THE PROBLEM.
Copy the listing verbatim from its start through the line that contains "424L545 450L631 449L680", including that line.

INPUT RECORDS.
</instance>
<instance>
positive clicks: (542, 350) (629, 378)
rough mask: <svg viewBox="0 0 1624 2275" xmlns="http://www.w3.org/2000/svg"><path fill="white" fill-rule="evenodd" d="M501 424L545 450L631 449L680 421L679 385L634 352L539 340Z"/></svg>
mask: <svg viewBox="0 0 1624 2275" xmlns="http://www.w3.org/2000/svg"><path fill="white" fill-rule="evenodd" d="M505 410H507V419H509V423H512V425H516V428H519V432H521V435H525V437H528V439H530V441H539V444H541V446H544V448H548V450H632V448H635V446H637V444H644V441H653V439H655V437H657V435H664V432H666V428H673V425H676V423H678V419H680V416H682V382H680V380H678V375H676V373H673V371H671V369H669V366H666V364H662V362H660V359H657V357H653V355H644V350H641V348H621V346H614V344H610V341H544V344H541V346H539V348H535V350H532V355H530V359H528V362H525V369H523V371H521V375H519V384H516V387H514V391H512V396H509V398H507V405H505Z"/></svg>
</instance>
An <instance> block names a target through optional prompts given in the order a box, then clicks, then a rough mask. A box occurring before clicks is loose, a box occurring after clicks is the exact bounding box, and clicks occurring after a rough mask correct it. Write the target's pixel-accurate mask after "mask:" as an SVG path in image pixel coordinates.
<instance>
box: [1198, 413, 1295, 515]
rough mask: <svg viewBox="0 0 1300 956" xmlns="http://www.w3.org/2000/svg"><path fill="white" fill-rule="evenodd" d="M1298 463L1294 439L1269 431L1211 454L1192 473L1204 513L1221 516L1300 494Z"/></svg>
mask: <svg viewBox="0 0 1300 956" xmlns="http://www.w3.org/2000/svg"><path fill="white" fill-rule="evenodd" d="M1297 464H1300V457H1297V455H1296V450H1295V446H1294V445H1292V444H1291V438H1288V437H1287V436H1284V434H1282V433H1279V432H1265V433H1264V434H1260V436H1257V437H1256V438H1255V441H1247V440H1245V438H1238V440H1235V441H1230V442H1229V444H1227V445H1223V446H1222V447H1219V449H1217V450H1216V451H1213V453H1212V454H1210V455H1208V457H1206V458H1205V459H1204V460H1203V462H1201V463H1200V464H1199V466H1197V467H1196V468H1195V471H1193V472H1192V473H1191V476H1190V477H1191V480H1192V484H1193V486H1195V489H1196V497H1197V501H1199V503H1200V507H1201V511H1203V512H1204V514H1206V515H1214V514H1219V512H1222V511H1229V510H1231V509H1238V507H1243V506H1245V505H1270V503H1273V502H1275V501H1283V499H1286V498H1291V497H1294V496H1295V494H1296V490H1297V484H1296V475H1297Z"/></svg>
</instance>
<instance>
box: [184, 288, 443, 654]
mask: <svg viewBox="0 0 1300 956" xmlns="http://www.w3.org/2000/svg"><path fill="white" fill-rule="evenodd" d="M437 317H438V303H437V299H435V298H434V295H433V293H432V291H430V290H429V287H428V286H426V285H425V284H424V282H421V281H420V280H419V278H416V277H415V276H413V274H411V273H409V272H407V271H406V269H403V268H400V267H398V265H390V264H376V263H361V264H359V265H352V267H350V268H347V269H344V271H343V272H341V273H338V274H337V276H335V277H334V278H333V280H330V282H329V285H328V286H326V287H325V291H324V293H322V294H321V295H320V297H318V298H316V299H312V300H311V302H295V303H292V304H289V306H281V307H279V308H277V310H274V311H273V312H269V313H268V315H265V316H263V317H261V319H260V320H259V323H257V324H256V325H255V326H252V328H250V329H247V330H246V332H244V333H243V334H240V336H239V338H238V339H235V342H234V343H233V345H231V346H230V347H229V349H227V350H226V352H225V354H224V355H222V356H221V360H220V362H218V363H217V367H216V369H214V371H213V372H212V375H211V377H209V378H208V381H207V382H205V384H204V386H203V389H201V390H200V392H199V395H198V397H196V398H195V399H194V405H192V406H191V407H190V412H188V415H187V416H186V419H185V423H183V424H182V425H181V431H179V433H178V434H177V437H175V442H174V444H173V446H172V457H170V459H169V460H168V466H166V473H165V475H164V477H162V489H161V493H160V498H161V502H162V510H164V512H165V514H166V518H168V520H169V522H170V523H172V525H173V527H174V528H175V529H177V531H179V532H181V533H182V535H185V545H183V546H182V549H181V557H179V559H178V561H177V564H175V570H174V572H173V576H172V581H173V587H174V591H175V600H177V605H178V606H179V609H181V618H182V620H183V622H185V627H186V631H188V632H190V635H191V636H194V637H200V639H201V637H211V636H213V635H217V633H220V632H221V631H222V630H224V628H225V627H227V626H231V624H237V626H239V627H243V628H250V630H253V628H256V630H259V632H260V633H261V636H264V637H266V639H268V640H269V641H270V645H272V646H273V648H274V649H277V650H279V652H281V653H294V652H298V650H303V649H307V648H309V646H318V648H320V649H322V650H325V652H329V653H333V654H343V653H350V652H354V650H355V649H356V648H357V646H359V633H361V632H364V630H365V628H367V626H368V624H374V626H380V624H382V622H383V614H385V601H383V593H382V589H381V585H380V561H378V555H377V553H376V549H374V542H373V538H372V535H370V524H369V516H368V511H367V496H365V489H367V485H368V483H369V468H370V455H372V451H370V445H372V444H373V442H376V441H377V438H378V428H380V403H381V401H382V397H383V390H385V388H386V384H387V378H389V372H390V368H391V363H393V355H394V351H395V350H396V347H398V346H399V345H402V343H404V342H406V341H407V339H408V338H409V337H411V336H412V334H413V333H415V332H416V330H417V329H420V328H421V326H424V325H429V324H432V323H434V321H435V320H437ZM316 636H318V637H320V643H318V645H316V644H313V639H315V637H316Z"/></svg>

OUTPUT FOR THIS TASK.
</instance>
<instance>
positive clicks: (542, 350) (629, 378)
rough mask: <svg viewBox="0 0 1624 2275" xmlns="http://www.w3.org/2000/svg"><path fill="white" fill-rule="evenodd" d="M501 424L545 450L631 449L680 421L679 385L634 352L539 340Z"/></svg>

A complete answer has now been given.